**Data excerpts**:
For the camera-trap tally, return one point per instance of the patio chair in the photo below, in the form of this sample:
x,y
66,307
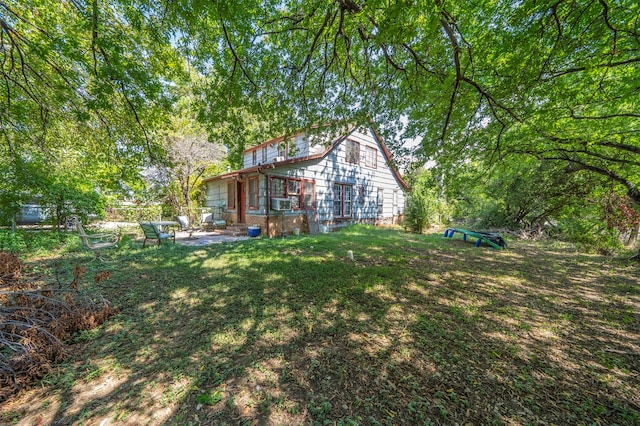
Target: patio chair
x,y
96,242
185,226
151,232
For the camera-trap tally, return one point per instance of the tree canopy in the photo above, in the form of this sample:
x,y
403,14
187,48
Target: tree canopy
x,y
555,80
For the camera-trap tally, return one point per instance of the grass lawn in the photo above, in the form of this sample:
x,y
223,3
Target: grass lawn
x,y
415,330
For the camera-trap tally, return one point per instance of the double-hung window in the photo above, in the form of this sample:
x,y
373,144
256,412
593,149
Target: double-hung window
x,y
353,152
301,192
342,200
370,157
231,195
253,193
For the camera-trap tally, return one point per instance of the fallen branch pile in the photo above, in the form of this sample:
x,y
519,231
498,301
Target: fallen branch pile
x,y
36,319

**Work request**:
Your answer should hold the line with "Target: double-hung window" and each line after it to the end of the data, retyped exactly. Include no other lines.

**Response for this exercise**:
Target: double-hung window
x,y
353,152
301,192
342,200
370,157
231,195
253,193
For the camera-trap tally, return one point per instance of the fallen branch pile in the photo above, in the form of this sample:
x,y
519,231
498,301
Target: fallen branch pile
x,y
36,319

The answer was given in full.